What you have to do: Format every line of the entries below as a numbered list, leaving out any blank lines.

Data provided:
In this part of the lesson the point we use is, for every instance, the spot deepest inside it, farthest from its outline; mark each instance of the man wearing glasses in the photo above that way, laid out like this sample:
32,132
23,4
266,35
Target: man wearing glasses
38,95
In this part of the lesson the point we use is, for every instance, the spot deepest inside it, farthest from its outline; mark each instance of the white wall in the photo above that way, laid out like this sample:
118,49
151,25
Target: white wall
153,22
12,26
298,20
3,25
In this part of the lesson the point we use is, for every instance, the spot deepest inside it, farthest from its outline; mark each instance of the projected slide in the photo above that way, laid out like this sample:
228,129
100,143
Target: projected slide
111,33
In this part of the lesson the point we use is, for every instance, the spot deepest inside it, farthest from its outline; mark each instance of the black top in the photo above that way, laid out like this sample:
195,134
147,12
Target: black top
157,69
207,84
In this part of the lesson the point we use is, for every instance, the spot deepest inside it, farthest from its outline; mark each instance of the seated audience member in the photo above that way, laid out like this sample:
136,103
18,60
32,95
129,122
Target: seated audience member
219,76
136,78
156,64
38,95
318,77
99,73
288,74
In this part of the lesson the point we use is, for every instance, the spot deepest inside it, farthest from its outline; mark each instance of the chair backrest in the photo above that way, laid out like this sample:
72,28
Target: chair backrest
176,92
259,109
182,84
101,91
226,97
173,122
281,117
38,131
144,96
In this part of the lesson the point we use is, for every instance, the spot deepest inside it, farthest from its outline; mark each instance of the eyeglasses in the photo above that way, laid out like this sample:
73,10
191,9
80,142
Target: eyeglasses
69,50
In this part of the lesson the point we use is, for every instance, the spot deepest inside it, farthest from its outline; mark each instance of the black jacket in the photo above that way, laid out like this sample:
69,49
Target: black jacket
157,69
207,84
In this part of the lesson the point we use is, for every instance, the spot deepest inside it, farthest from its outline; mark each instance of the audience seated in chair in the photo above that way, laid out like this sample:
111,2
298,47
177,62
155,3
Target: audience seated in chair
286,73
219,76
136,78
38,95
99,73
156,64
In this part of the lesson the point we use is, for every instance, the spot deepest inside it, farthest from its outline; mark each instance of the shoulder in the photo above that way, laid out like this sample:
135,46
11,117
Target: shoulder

Output of the exercise:
1. In this part of the lesson the point we use is, for every instance, the spot deepest inside it, farthest from its outline; mark each instance of the man wearing glasses in the photo above that way, laid out like this sample:
2. 32,132
3. 23,4
4. 266,35
5. Target: man wearing glasses
6. 38,95
7. In this part of the lesson the point we use is, for every instance, the spot deepest inside it, farthest from its outline; mark each instance of the white wall in the photo above that way, laid out like this sample:
8. 118,49
9. 151,25
10. Target: white wall
11. 153,22
12. 12,26
13. 298,20
14. 3,25
15. In this part of the lesson the point we use is, for every instance, the spot deepest inside it, farthest from its outline; mark each instance of the projected slide in the photo above that way, laid out like this sample:
16. 228,129
17. 100,143
18. Target: projected slide
19. 111,33
20. In this part of the lesson the point we use is, for every instance, the spot deepest inside it, farthest from its outline; mark each instance of the black top in the photo above that way, laid out like this sample:
21. 195,134
22. 147,12
23. Target: black top
24. 157,69
25. 207,84
26. In this part of the lesson the point we use is, for every instance, the spot deepest inside it, farthest from its outline; mark each instance of the seated audience member in the photo above that way, laid out like this sample:
27. 136,103
28. 18,60
29. 32,95
30. 129,122
31. Target: seated audience member
32. 219,76
33. 136,78
34. 156,64
35. 38,95
36. 318,77
37. 99,73
38. 288,74
39. In this part of the lesson the point we use is, for every instance, the spot deepest inside it, farthest from its outline; mark each instance of the chair backrest in the photo above that way, laid out like this sample:
40. 72,28
41. Target: chair backrest
42. 176,92
43. 259,109
44. 182,84
45. 101,91
46. 226,97
47. 173,122
48. 281,117
49. 38,131
50. 144,96
51. In this part of the lesson the point we use is, for every instance, the spot deepest inside it, farthest from its outline; mark each instance of the eyeglasses in the photo above that way, laid out like this sample:
52. 73,10
53. 191,9
54. 80,142
55. Target: eyeglasses
56. 69,50
57. In this part of the lesson the point we use is, for every instance, the spot deepest inside it, farthest from its outline; mark each instance of the black jacket in the photo above that way, laid out like this sample:
58. 69,49
59. Target: black jacket
60. 157,69
61. 207,84
62. In this part of the lesson the point we use is, for every instance, the spot deepest inside it, farthest from its outline; mark each instance of the audience seated in chair in the photo above that way, laid out like this sample:
63. 111,2
64. 298,47
65. 177,62
66. 155,3
67. Target: audience seated in chair
68. 286,73
69. 219,76
70. 136,78
71. 38,95
72. 99,73
73. 156,64
74. In this part of the lesson the point we use is, for every instance, the spot deepest inside it, farthest from its outline; mark each instance of the shoulder in the photo above that way, laid out like this sample:
75. 135,46
76. 11,117
77. Target: shoulder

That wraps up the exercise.